Task to carry out.
The copy must match the data below line for line and contain no images.

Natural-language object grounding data
---------------

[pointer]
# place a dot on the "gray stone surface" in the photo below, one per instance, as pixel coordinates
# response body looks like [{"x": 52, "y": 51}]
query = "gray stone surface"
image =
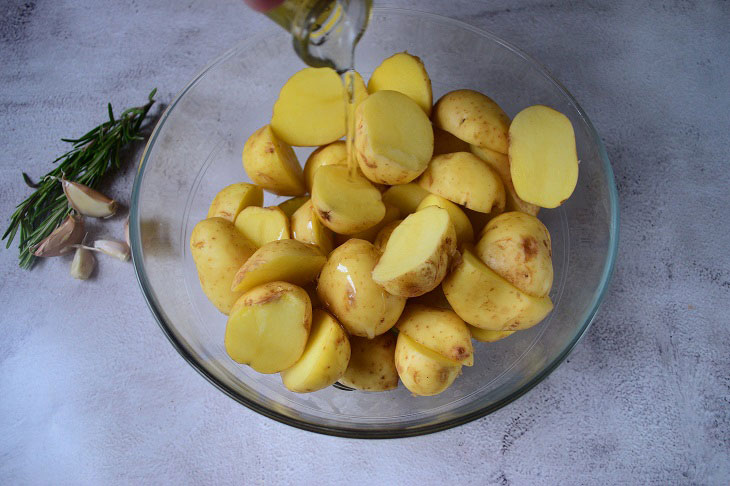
[{"x": 92, "y": 393}]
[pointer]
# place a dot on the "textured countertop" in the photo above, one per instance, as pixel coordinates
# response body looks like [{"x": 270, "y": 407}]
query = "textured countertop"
[{"x": 91, "y": 392}]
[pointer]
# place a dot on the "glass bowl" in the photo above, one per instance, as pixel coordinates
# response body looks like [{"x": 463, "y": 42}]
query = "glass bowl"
[{"x": 195, "y": 150}]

---------------

Response for this exercise.
[pointer]
# place a dot on the "gray stone surface" in the photo below, one per instance, as pixel coordinates
# response body looks like [{"x": 52, "y": 51}]
query = "gray stone surface"
image =
[{"x": 92, "y": 393}]
[pointer]
# place a dot on the "textured countertop" in the photo above, one per instance, as pixel coordinates
# response body looks like [{"x": 270, "y": 407}]
query = "textured countertop"
[{"x": 91, "y": 392}]
[pointer]
# place a dot on the "glass bowl" in the photo above, one per instance, as pixel coordinates
# response body looks like [{"x": 463, "y": 42}]
query = "glass bowl"
[{"x": 195, "y": 150}]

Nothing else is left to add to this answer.